**WORK TO DO**
Reproduce exactly the line in which "Could you kindly annotate the doorway" occurs and all the lines after it, ending with the last line.

· · · ·

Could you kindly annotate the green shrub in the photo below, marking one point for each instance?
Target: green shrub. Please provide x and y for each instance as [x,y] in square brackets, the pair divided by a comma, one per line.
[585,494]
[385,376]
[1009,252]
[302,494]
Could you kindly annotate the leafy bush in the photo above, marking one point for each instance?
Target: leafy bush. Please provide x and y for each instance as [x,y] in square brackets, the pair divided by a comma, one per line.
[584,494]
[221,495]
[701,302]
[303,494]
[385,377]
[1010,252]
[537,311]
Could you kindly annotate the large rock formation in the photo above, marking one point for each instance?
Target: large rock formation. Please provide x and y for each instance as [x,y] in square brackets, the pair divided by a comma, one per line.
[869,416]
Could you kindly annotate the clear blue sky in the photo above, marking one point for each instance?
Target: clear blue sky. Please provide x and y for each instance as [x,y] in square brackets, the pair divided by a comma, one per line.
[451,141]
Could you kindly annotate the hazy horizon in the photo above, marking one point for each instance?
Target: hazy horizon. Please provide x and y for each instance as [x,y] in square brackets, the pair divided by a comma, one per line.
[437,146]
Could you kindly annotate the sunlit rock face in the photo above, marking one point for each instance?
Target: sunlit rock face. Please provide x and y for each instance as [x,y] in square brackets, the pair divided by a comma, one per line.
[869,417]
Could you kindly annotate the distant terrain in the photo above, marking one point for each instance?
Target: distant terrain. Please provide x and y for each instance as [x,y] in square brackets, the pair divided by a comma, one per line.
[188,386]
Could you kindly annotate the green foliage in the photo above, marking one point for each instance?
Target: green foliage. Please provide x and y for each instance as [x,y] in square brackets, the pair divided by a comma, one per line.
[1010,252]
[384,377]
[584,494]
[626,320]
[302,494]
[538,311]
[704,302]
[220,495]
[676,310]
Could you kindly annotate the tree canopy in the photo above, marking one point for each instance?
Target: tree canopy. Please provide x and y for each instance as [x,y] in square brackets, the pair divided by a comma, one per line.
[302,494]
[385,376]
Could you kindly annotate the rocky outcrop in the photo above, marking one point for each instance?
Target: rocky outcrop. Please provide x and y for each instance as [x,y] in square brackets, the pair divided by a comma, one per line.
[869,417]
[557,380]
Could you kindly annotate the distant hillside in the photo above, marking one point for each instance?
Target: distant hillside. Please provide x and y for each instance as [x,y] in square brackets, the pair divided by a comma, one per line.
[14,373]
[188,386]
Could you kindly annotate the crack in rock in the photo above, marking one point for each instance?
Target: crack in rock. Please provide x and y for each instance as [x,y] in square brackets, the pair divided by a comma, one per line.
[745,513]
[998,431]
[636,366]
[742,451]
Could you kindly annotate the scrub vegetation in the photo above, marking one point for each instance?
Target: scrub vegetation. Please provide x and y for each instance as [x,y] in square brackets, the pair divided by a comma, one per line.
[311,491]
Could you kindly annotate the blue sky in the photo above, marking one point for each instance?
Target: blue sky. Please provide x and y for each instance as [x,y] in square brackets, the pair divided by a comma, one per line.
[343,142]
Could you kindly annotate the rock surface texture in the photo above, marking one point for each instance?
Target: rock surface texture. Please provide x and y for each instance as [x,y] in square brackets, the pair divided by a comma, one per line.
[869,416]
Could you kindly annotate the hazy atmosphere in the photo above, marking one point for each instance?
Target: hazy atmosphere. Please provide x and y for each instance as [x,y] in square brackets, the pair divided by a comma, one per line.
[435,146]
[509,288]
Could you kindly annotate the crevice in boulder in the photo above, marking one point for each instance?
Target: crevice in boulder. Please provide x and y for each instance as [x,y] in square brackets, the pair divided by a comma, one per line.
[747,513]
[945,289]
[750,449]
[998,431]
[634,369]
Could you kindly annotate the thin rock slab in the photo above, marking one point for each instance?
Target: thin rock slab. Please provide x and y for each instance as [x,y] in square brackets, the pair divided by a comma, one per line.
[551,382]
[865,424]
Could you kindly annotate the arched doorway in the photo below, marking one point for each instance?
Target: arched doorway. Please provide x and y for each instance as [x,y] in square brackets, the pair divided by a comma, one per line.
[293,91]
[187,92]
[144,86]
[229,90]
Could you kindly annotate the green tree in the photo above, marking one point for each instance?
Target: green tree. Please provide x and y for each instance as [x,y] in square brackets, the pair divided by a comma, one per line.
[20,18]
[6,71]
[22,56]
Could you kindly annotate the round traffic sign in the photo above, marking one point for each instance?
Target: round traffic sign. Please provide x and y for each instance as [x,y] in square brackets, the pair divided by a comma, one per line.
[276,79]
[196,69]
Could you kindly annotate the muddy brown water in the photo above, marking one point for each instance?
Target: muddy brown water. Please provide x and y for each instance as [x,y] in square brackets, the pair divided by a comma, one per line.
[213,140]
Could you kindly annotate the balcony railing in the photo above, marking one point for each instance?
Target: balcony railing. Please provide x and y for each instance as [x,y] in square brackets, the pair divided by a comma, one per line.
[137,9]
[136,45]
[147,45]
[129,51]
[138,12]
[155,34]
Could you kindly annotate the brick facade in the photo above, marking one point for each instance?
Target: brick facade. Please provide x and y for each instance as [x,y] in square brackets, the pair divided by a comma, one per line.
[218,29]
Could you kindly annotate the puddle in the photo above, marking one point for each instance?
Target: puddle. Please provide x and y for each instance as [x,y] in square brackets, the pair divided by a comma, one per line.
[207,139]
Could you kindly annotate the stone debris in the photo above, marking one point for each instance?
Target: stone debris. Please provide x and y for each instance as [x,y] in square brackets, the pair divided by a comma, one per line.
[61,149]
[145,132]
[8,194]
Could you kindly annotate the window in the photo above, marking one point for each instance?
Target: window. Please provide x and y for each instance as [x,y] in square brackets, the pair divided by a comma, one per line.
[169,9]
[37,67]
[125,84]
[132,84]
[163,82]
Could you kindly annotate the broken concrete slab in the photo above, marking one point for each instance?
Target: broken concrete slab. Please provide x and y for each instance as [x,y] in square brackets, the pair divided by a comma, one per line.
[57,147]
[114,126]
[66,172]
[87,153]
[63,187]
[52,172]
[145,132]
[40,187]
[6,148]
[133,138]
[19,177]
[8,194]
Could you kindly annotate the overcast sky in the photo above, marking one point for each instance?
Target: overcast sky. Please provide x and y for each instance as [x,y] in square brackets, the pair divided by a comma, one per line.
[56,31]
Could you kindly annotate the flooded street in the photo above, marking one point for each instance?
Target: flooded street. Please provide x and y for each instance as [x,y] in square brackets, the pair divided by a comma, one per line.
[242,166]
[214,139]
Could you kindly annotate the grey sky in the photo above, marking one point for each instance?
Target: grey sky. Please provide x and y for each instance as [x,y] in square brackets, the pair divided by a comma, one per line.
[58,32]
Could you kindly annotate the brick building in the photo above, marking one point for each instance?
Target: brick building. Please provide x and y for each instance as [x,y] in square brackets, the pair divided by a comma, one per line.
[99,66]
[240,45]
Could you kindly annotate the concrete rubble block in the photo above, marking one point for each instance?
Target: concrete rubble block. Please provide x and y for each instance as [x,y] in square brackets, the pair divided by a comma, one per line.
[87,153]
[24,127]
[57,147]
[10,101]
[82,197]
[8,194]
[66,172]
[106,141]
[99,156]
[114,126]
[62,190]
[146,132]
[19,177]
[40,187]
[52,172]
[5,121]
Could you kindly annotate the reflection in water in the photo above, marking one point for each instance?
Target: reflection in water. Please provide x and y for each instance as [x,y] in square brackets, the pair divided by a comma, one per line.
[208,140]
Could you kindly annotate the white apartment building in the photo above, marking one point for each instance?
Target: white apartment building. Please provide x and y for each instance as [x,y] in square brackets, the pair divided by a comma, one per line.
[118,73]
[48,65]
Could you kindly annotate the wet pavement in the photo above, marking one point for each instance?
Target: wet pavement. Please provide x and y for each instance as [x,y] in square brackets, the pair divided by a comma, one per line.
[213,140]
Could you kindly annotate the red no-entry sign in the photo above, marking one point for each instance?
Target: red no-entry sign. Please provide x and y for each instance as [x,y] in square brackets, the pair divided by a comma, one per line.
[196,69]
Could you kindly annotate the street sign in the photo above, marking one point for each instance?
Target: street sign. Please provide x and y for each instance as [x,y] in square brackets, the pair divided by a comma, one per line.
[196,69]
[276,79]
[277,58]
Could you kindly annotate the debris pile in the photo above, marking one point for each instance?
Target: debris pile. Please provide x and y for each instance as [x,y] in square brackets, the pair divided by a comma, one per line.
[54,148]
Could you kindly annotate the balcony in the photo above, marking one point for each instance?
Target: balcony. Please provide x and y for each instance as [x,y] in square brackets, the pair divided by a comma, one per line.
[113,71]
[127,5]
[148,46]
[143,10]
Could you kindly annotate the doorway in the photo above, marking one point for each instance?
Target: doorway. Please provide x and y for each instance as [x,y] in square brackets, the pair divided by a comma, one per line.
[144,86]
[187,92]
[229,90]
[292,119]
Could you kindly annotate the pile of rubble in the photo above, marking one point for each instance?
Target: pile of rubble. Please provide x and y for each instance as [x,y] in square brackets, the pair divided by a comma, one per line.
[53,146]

· · · ·

**EXERCISE SOLUTION**
Could you kindly annotate the doorway in the photo above, marking one point for each instance?
Target: doorway. Please provide x and y for each instance as [x,y] in square brackets, the pair divided by a comma, one per line.
[144,86]
[187,92]
[229,90]
[292,119]
Could you kindly annotate the pile of rubble in the photo above, marking one point for each instance?
Target: pile of rubble. Please provide x and y for each instance as [x,y] in square brackets, the pair divided by a comma, one per line.
[53,146]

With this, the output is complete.